▸ **Document passage**:
※ ※ ※

What specific applications for the digital twin are you working on?
First of all, thanks to AI technologies, better diagnostic methods that can integrate a huge amount of data will be available in the near future. Algorithms will also help us track the distinct progression of heart diseases and adapt those learnings to each new patient. Moreover, I think it’s important, especially in the simulation of procedures using heart catheters or surgery, to avoid risks and carry out the intervention as good as possible. When you perform a heart operation or intervention, everything must be just right. You don’t have a second and third chance like with repairing a car, so therapies with a certain risk have to be planned in advance and, ideally, simulated for outcome. Already today, an interventional cardiologist mentally simulates an upcoming intervention. But wouldn’t it be great if this ‘biological simulator’ always had the same quality? To get closer to this, Heidelberg has now announced an opening for a professorship in ‘Artificial Intelligence in Cardiovascular Medicine’ and established the ‘Informatics for Life’ program, which brings together a large number of talented cardiac and computer researchers – and hopefully also the best companies as partners.
What’s the current status of the project? Have algorithms already been developed for certain predictions or simulations?
We’ll be building a new cardiac center in Heidelberg that will not only provide excellent cardiac medicine, but also serve exactly that purpose. Data should be used in the patient’s interest, in a protected and trustworthy environment to develop cardiac medicine 4.0. Only companies with the same high standards can become partners in this set-up. One specific algorithm that we’re already evaluating concerns the prediction of cardiac resynchronization therapy (CRT). This is, so to speak, our pilot project, and we’re working on it together with Siemens Healthineers – as presented recently at a conference at the renowned Isaac Newton Institute in Cambridge. The challenge with CRT is that we haven’t been able to accurately characterize the patients who benefit from this treatment. As a result, patients receive implants without much benefit, and patients who might benefit aren’t receiving them or receive them too late. Here we want to use the digital twin to make sure we can treat patients in a more targeted way. The first study on this question is currently in data evaluation. We hope that we’ll be able to publish the results soon.
Are there specific challenges to the clinical application of such algorithms? And what implications do they have for clinical trials?
Clinical trials allow the objective testing of new procedures and must precede any routine treatment. But in the age of precision medicine, the studies will look different, in particular with great importance attached to understanding the individual study participant as best as we can. The approach of the digital twin alone helps in this respect. In fact, I’d argue that there isn’t a comparable approach worldwide that can better understand the heart diseases of individual patients. Hopefully the next few years will show that this can make a significant contribution to cardiac health.

※ ※ ※

[Data entries]

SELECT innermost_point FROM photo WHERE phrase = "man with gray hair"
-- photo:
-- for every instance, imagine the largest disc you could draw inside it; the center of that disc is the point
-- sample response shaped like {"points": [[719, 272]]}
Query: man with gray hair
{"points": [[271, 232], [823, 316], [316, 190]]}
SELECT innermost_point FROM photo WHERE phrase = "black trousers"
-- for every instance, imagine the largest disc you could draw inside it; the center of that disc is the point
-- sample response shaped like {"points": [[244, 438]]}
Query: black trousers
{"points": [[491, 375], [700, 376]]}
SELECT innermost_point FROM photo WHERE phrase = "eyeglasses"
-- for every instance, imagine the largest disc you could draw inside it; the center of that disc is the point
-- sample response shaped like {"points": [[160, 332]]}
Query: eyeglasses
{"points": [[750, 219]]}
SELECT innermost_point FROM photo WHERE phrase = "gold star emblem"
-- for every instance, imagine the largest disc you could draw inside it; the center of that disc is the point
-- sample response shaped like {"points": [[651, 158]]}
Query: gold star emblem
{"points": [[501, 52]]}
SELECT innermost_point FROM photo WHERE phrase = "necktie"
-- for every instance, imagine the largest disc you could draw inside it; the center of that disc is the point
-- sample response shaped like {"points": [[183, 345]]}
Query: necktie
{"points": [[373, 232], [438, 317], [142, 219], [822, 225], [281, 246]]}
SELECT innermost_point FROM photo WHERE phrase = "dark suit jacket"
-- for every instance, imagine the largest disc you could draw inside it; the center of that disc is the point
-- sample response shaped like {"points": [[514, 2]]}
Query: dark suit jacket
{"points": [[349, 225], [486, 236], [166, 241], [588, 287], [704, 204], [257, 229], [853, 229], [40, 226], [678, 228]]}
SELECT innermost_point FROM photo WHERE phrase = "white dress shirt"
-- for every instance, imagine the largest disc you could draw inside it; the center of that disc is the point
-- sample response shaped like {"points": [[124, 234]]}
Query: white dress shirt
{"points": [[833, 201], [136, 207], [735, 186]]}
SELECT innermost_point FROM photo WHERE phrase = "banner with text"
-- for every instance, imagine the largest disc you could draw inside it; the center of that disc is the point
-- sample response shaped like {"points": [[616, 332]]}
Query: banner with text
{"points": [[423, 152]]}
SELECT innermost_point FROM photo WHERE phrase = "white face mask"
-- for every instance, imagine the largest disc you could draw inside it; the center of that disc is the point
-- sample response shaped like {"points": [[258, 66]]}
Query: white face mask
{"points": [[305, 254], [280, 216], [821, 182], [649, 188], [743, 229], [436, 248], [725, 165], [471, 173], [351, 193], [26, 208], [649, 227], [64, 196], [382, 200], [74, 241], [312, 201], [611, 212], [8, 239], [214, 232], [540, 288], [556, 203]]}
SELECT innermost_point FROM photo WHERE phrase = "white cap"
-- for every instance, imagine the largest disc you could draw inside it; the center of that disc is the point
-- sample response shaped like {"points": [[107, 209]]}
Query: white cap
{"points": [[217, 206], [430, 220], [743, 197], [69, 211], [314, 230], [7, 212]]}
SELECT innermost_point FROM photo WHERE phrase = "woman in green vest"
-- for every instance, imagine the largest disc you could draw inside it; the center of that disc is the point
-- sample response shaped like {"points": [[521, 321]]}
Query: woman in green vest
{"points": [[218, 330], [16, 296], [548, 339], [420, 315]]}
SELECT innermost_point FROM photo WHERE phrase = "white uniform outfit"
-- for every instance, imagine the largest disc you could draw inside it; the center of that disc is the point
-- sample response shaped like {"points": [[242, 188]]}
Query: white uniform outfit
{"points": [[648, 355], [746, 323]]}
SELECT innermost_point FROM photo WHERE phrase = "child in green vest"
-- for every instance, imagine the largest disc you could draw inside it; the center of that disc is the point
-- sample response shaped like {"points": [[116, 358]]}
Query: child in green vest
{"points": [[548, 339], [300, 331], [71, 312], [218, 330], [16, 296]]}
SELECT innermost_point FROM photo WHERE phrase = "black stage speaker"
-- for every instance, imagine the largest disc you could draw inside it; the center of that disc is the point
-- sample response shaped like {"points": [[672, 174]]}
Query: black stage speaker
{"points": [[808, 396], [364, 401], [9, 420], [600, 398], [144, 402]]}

※ ※ ※

▸ **Work instruction 1**: Which phrases in the digital twin interview are set in single quotation marks? List every one.
▸ **Work instruction 2**: Retype the stretch of the digital twin interview from "Are there specific" through "to cardiac health.".

▸ **Answer 1**:
- 'biological simulator'
- 'Artificial Intelligence in Cardiovascular Medicine'
- 'Informatics for Life'

▸ **Answer 2**:
Are there specific challenges to the clinical application of such algorithms? And what implications do they have for clinical trials?
Clinical trials allow the objective testing of new procedures and must precede any routine treatment. But in the age of precision medicine, the studies will look different, in particular with great importance attached to understanding the individual study participant as best as we can. The approach of the digital twin alone helps in this respect. In fact, I’d argue that there isn’t a comparable approach worldwide that can better understand the heart diseases of individual patients. Hopefully the next few years will show that this can make a significant contribution to cardiac health.